◆ Document text
*****
Read the data in from "myfile.dat"
, say, (or just start from L
below if you have previously read it in as separate lines). Now extract those lines that begin with digits followed by a dot followed by a space or that contain the word Location:
or start with ID:
. Then remove everything in those lines up to and including the last space. Create a group vector g
which identifies the group to which each component of v2
belongs. (We have used the fact that the beginning field of each group starts with a non-digit and the other fields start with a digit.) Then split v2
into those groups . Expand short components of s
by appropriately inserting an NA assuming that if its short that Location:
is missing. (We assume the first field and the ID
fields cannot be missing.) Finally transpose it so that the fields are in columns and the cases in rows.
L <- readLines("myfile.dat")
v <- grep("^\\d+\\. |Location: |^ID: ", L, value = TRUE)
v2 <- sub(".* ", "", v)
g <- cumsum(regexpr("^\\D", v2) > 0)
s <- split(v2, g)
m <- sapply(s, function(x) if (length(x) == 2) c(x[[1]], NA, x[[2]]) else x)
t(m)
Using the sample data in the post we get this from the last line:
[,1] [,2] [,3]
1 "ZFP112" "19q13.2" "7771"
2 "SEP15" "1p31" "9403"
3 "MLL4" "19q13.1" "9757"
4 "LOC100509547" NA "100509547"
5 "LOC100509587" NA "100509587"
*****
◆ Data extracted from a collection
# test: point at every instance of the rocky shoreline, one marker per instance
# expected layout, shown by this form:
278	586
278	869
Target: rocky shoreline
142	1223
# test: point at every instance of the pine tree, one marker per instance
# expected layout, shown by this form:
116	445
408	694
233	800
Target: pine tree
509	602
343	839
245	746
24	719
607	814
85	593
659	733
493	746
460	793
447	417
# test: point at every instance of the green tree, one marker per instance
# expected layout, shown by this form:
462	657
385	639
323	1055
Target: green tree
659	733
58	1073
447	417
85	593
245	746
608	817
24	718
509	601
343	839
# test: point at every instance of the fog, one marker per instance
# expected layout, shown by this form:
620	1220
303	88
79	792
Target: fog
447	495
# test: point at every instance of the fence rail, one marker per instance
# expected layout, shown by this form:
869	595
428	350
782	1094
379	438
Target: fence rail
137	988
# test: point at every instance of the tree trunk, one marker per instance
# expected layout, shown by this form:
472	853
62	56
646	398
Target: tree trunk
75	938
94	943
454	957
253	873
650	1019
*****
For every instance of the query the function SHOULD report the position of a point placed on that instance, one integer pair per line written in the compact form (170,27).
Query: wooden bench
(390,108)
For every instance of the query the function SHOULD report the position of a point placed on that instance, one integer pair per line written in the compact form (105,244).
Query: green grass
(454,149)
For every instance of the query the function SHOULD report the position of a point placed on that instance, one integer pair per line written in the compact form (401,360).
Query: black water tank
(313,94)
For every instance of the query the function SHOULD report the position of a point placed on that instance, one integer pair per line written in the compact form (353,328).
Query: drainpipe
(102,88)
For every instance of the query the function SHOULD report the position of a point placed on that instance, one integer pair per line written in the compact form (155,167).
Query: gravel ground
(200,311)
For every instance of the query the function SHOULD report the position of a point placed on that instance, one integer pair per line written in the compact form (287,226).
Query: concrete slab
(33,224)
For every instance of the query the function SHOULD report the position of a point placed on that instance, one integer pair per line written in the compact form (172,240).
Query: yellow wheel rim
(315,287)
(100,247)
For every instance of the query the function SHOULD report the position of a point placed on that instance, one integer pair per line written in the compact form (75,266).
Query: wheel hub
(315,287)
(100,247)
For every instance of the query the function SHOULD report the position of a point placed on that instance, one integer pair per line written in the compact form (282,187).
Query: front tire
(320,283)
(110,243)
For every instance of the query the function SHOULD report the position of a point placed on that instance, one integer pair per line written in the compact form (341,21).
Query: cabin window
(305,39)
*****
◆ List of tasks
1 > Using the parsing walkthrough, decide whether each statement is correct and answer yes or no. Back each answer with the deciding words from the walkthrough, quoted exactly. (a) Lines that start with ID: are among those extracted. (b) The ID field is allowed to be missing. (c) In the final result the cases are arranged in columns.
2 > Echo the section of the parsing walkthrough that opens with the words containing "Read the data" and closes with "cases in rows.".
3 > Name every variable that the code in the parsing walkthrough assigns a value to with <-.

◆ Full solutions
1 >
(a) Yes: "or start with ID:"
(b) No: "We assume the first field and the ID fields cannot be missing."
(c) No: "Finally transpose it so that the fields are in columns and the cases in rows."

2 >
Read the data in from "myfile.dat"
, say, (or just start from L
below if you have previously read it in as separate lines). Now extract those lines that begin with digits followed by a dot followed by a space or that contain the word Location:
or start with ID:
. Then remove everything in those lines up to and including the last space. Create a group vector g
which identifies the group to which each component of v2
belongs. (We have used the fact that the beginning field of each group starts with a non-digit and the other fields start with a digit.) Then split v2
into those groups . Expand short components of s
by appropriately inserting an NA assuming that if its short that Location:
is missing. (We assume the first field and the ID
fields cannot be missing.) Finally transpose it so that the fields are in columns and the cases in rows.

3 > L, v, v2, g, s, m